# [Provided text]
The biggest challenge in almost all designs is to find and deal with the proper and unbiased sample size. Statistical effects demand a certain size of a sample. The interaction between different predictor variables and random factors can quickly lead to an exponentiation of the sample, demanding tremendous efforts to arrive at a proper sample size. This is when parsimony needs to be grounded in deep experience, because too large samples may be unfeasible or even ethically contested, because sampling may for example be a medical procedure that is not entirely harmless. Overall, most sampling is typically costly, or at least not for free. Also, any given sample needs to represent the larger population. Most medical trials exclude pregnant people, because of the dangers associated with it. Ethnicity is a contested component that is also crucially to be considered within clinical trials. Harm may need to be considered in animal studies, and many would argue that these should not be conducted to begin with. Hence is sample size a phenomenon that needs to be examined on a case by case basis. Text book rules such as a number of thirty samples per included interaction originate from very specific contexts that cannot be superimposed on other contexts. Therefore, experience is needed, and any scientist utilizing advanced statistical designs needs to stand on the shoulders of giants.


This text would not be complete without a note of caution. There are currently several evolutions happening in statistics that create ripples that affect advanced statistical designs within their scheme of analysis. Machine learning and AI are examples of analytical approaches that are purely predictive and often utilized in a more inductive fashion. Yet within the educative part of statistics that is typically used to analyze such deductively designed datasets, there are also several things at play. For a start, there is a difference between an analysis that builds on frequentist statistics vs. Bayesian statistics. This creates further ripples in terms of diverse modeling approaches (GLMM, GAMM etc.) that can be applied. There is also a question of the usage of p-values vs. information theoretical approaches (e.g. AIC, BIC), and equally other questions of measures of model performance or evaluation. Hence is not only the design of a study crucial for its outcome, but also the means and pathways of analysis. P-values increasingly vanish, yet are still the basis of the gross majority of most published statistics. There are some thoughts on model reduction already written elsewhere, yet it is important to acknowledge that all this is deeply normative and also disciplinary entrenched at the moment. It is clearly well beyond one text to solve this matter.

The future of advanced statistical designs

It was already mentioned that current statistical designs have to prove that they offer approaches that differ from modern machining learning algorithms, which are currently steeply on the rise both in terms of development as well as application. However, deductive approaches demand a deeply experienced albeit deeply constructed array of approaches. Just as painting usually consists of many colors, does our diversity of analytical approaches consist of an ever-growing colorful palette of approaches. Time will tell if advanced statistical designs will remain a staple in the deductive branches of modern science, and how they tackle problems of autocorrelation, multicollinearity or an uncountable array of biases in our samples.

# [Work request]
In the text on advanced statistical designs, which group do most medical trials exclude? None of the records are needed here.

# [Data section]
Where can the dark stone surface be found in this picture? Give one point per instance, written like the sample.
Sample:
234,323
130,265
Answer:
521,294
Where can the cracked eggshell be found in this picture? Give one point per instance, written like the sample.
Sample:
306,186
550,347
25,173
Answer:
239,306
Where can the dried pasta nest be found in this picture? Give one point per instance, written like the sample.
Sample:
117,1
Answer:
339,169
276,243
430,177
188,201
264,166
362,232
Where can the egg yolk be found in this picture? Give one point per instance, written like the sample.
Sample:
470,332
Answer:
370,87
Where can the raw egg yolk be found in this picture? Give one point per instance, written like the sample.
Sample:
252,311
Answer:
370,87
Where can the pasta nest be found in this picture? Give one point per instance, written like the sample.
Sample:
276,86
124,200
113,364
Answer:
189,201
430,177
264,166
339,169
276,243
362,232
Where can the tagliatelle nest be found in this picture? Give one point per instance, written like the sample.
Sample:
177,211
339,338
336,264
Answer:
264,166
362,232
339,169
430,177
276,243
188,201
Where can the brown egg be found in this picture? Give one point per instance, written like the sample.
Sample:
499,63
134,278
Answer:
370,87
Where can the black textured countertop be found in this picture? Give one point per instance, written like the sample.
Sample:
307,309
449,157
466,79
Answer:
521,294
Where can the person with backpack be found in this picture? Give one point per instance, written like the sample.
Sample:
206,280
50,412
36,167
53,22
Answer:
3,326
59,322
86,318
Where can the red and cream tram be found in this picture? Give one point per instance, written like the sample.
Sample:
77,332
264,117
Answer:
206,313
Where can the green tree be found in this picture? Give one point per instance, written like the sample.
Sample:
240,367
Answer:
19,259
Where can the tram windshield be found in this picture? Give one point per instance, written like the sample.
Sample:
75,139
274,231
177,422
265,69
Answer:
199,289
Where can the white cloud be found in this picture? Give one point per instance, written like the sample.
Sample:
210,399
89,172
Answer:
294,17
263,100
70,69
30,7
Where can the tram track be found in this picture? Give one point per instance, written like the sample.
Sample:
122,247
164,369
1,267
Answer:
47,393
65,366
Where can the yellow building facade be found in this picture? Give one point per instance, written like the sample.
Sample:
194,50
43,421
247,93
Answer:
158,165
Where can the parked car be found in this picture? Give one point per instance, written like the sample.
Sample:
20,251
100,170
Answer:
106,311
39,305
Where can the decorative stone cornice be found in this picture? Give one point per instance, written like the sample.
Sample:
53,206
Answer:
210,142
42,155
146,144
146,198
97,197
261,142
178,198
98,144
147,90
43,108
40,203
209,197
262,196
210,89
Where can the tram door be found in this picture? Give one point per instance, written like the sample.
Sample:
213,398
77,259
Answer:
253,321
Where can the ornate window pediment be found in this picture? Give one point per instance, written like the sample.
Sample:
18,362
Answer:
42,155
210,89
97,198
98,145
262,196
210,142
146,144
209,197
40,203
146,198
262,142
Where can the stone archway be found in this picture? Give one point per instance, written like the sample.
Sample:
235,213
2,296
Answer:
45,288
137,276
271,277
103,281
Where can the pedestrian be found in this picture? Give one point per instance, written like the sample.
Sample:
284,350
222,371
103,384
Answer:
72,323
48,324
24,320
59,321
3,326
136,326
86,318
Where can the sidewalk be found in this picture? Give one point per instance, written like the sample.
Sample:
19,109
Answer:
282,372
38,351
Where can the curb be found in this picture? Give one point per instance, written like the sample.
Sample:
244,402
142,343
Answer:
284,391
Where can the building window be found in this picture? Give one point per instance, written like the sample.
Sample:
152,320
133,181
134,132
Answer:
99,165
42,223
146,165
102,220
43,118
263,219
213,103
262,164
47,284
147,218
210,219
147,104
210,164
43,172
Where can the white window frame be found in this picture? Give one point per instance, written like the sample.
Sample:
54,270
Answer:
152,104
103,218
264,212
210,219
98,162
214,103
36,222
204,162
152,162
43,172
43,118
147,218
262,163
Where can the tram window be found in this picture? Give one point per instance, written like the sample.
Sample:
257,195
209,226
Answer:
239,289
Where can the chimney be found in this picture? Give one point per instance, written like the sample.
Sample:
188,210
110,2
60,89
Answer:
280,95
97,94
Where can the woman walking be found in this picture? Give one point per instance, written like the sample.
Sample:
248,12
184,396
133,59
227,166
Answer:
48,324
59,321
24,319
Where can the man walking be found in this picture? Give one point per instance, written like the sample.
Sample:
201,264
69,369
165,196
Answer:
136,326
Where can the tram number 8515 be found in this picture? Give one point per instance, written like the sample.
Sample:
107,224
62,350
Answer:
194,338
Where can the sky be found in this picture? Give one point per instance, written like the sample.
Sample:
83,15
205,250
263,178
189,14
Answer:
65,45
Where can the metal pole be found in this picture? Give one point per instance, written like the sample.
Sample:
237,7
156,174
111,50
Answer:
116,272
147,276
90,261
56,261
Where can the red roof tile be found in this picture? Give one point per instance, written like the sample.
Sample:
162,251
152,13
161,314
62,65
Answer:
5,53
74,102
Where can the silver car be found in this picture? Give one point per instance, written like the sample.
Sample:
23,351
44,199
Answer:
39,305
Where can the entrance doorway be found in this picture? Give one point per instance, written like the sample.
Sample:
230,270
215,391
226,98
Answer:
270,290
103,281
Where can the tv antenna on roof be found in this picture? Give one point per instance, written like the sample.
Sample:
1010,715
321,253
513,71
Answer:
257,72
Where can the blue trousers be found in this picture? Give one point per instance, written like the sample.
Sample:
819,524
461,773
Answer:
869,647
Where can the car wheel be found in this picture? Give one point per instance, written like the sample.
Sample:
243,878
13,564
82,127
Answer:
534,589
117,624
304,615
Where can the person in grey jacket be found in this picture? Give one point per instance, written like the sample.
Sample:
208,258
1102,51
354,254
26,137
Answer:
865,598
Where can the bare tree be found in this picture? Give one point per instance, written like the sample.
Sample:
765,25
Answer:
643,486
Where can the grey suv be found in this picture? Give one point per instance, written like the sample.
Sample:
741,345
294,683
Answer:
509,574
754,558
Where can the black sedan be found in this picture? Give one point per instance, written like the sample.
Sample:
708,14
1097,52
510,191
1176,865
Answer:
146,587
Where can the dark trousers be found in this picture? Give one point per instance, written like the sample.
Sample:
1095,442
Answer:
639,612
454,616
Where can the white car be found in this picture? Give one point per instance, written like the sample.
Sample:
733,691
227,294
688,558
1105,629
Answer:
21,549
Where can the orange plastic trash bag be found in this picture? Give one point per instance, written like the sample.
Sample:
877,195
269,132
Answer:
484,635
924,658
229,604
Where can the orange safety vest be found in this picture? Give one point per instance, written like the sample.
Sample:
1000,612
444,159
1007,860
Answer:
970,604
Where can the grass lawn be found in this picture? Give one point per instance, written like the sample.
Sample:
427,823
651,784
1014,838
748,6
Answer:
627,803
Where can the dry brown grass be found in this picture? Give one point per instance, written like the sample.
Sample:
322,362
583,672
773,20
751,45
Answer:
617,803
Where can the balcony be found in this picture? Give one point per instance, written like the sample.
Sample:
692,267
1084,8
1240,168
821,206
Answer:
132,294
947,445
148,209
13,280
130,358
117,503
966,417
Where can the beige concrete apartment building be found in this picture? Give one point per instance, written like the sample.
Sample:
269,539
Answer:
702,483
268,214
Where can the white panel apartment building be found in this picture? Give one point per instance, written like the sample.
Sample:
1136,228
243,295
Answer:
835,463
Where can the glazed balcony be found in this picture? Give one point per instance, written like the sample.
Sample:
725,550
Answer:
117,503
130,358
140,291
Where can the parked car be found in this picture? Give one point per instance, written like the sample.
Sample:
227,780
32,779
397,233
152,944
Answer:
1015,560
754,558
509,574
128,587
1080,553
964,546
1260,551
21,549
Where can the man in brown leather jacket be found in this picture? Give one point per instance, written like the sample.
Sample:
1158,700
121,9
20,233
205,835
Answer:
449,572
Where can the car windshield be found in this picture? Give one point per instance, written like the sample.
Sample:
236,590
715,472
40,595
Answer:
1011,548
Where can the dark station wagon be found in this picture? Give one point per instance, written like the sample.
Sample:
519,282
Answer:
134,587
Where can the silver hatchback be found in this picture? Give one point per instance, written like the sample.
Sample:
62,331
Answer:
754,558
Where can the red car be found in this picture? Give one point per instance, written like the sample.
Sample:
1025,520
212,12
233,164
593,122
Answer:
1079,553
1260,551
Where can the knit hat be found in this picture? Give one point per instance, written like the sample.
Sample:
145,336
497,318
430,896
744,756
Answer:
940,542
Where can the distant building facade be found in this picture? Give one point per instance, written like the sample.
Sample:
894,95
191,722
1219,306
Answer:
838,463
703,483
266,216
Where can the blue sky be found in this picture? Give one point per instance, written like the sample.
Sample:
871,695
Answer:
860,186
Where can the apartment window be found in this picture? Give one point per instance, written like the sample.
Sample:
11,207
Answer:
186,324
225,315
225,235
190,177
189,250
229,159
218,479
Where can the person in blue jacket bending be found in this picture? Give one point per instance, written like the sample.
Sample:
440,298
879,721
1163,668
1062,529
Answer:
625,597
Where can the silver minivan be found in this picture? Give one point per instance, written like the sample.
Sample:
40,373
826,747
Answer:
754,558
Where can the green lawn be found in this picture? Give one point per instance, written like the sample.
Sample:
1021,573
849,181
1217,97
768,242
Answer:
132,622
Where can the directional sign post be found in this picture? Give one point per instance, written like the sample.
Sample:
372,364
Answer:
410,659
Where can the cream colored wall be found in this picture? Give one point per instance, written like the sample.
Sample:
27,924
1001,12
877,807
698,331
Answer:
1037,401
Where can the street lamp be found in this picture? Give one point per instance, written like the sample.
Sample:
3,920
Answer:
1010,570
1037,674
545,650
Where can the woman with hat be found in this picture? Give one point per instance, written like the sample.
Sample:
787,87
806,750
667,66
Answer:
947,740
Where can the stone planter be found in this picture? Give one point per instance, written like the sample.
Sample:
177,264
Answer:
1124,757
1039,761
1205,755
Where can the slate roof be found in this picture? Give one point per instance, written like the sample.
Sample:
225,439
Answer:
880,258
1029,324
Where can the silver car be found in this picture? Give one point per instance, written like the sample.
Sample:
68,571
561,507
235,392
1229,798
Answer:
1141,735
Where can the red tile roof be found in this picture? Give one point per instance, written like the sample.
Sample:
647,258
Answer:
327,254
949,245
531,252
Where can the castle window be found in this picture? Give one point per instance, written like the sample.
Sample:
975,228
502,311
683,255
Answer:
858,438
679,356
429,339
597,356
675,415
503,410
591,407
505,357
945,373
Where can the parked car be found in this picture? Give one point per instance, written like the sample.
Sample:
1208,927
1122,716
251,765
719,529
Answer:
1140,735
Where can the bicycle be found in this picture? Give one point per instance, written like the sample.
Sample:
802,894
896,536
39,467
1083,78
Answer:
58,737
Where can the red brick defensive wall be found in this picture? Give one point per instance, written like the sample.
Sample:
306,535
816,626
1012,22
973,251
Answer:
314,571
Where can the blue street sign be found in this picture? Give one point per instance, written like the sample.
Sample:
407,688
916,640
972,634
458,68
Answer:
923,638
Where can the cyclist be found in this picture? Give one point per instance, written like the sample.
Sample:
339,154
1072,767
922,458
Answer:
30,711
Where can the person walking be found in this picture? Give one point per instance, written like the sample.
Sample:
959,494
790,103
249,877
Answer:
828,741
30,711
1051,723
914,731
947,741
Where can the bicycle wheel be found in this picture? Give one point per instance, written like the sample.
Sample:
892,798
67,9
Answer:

# [Exercise response]
Pregnant people, because of the dangers associated with it.